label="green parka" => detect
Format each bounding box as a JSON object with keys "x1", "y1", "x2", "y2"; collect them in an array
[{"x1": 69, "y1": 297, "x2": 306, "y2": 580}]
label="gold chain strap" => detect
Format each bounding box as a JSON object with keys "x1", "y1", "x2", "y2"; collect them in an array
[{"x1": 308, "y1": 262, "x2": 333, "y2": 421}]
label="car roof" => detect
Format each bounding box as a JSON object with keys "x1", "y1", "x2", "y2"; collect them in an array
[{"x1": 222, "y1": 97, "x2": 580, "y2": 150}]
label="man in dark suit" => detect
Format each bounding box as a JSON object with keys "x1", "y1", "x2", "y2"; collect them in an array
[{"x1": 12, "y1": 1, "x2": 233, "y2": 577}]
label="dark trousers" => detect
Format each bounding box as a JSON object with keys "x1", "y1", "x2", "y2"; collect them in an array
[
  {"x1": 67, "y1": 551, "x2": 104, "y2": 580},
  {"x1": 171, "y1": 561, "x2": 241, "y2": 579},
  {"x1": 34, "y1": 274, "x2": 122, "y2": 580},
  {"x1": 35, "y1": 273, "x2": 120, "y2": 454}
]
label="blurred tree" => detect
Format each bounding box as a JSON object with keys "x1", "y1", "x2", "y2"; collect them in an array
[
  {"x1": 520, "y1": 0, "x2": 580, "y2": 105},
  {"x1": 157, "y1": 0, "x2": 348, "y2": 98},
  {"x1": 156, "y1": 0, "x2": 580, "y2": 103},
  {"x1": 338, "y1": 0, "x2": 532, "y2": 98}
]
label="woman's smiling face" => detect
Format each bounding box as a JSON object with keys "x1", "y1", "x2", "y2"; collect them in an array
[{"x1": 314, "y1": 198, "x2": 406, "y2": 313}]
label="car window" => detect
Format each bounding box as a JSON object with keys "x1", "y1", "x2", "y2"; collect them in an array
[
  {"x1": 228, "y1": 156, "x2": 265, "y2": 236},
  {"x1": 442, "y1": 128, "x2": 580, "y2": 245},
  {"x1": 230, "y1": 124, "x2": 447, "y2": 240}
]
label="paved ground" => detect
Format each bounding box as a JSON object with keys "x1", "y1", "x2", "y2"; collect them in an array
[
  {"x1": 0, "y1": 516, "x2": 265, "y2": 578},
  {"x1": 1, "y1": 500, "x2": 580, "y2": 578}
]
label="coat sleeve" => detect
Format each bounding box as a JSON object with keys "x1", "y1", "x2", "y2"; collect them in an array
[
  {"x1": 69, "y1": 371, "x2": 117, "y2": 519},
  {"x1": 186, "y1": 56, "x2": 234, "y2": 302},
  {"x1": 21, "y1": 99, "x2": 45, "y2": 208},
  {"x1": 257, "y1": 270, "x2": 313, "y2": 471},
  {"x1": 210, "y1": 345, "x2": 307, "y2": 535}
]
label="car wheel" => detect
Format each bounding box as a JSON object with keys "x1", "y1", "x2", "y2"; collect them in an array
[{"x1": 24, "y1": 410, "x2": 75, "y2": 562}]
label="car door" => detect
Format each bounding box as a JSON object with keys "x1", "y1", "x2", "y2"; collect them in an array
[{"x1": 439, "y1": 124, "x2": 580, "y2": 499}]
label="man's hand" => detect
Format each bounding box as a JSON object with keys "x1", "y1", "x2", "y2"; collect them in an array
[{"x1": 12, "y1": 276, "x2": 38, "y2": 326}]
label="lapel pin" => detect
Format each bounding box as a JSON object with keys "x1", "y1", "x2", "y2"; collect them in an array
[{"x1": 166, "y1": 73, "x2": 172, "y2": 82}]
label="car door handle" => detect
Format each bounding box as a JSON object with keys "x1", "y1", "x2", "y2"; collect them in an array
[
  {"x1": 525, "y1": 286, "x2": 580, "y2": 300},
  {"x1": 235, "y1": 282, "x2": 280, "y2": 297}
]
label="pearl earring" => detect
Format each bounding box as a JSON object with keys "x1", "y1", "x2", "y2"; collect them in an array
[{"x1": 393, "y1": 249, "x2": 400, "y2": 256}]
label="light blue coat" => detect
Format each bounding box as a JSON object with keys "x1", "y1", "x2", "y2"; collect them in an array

__THE PROBLEM__.
All records must be transcribed exactly, with none left out.

__TASK RESPONSE__.
label="green parka" => detect
Format each bounding box as a JSON object with keys "x1", "y1", "x2", "y2"; collect them in an array
[{"x1": 69, "y1": 297, "x2": 306, "y2": 580}]
label="gold chain strap" => detect
Format each bounding box as a JSON object with keys "x1", "y1", "x2", "y2"; collect them in an array
[{"x1": 308, "y1": 262, "x2": 333, "y2": 421}]
label="car roof" => detect
Format each bounding box as a JSON object with keys "x1", "y1", "x2", "y2"; collect them in an array
[{"x1": 222, "y1": 97, "x2": 580, "y2": 150}]
label="man in dark suit" => detect
Format each bounding box as a JSON object with keys "x1", "y1", "x2", "y2"; collect them in an array
[{"x1": 12, "y1": 1, "x2": 233, "y2": 577}]
label="dark trousers" => detect
Format each bounding box as a JSON object with keys "x1", "y1", "x2", "y2"; collect them in an array
[
  {"x1": 67, "y1": 551, "x2": 104, "y2": 580},
  {"x1": 171, "y1": 561, "x2": 241, "y2": 579},
  {"x1": 34, "y1": 274, "x2": 122, "y2": 580},
  {"x1": 35, "y1": 273, "x2": 120, "y2": 454}
]
label="blurred tree" => detect
Format each bounding box as a JSON object with keys "x1", "y1", "x2", "y2"; collect them in an array
[
  {"x1": 520, "y1": 0, "x2": 580, "y2": 105},
  {"x1": 157, "y1": 0, "x2": 348, "y2": 98},
  {"x1": 156, "y1": 0, "x2": 580, "y2": 103},
  {"x1": 338, "y1": 0, "x2": 532, "y2": 98}
]
label="woman's smiling face" => detect
Format each bounding box as a JSON object with keys "x1", "y1", "x2", "y2"; collect them in an array
[{"x1": 314, "y1": 198, "x2": 406, "y2": 313}]
label="car window" => detect
Format each bounding box as a JSON object with keys "x1", "y1", "x2", "y2"; collect them in an array
[
  {"x1": 228, "y1": 156, "x2": 265, "y2": 236},
  {"x1": 442, "y1": 128, "x2": 580, "y2": 245},
  {"x1": 230, "y1": 124, "x2": 447, "y2": 240}
]
label="paved ground" => detect
Format each bounding box as a JSON object with keys "x1", "y1", "x2", "y2"; collect them in an array
[
  {"x1": 0, "y1": 516, "x2": 265, "y2": 578},
  {"x1": 1, "y1": 500, "x2": 580, "y2": 578}
]
label="coat sleeve" => detect
Format each bounding box as a JSON object with keys "x1", "y1", "x2", "y2"; collect them in an array
[
  {"x1": 69, "y1": 371, "x2": 117, "y2": 519},
  {"x1": 186, "y1": 56, "x2": 234, "y2": 302},
  {"x1": 21, "y1": 99, "x2": 45, "y2": 208},
  {"x1": 257, "y1": 270, "x2": 313, "y2": 471},
  {"x1": 210, "y1": 345, "x2": 307, "y2": 535}
]
label="car wheel" => detect
Format each bounding box as a JSON object with keys "x1", "y1", "x2", "y2"; collect them in an array
[{"x1": 24, "y1": 410, "x2": 75, "y2": 562}]
label="car door" => detect
Format each bounding box as a JSON object with keys "x1", "y1", "x2", "y2"; collect them in an array
[{"x1": 439, "y1": 124, "x2": 580, "y2": 499}]
label="man's hand" => detect
Format each bounding box as a JSON object with keys "x1", "y1", "x2", "y2"; collect them in an array
[{"x1": 12, "y1": 276, "x2": 38, "y2": 326}]
label="lapel pin" => detect
Format each bounding box as a JSON object with keys "x1", "y1", "x2", "y2"; collect them in an array
[{"x1": 166, "y1": 73, "x2": 172, "y2": 82}]
label="car door handle" => detect
Format each bounding box as a JSON object with keys "x1", "y1", "x2", "y2"; collect them in an array
[
  {"x1": 525, "y1": 286, "x2": 580, "y2": 300},
  {"x1": 235, "y1": 282, "x2": 280, "y2": 297}
]
label="pearl earring" => detect
Format each bounding box as a JSON object with keys "x1", "y1", "x2", "y2"; collect them in an array
[{"x1": 393, "y1": 249, "x2": 400, "y2": 256}]
label="light blue coat" => detect
Format each bounding box as a JSON object with keys "x1", "y1", "x2", "y2"; collect them in an array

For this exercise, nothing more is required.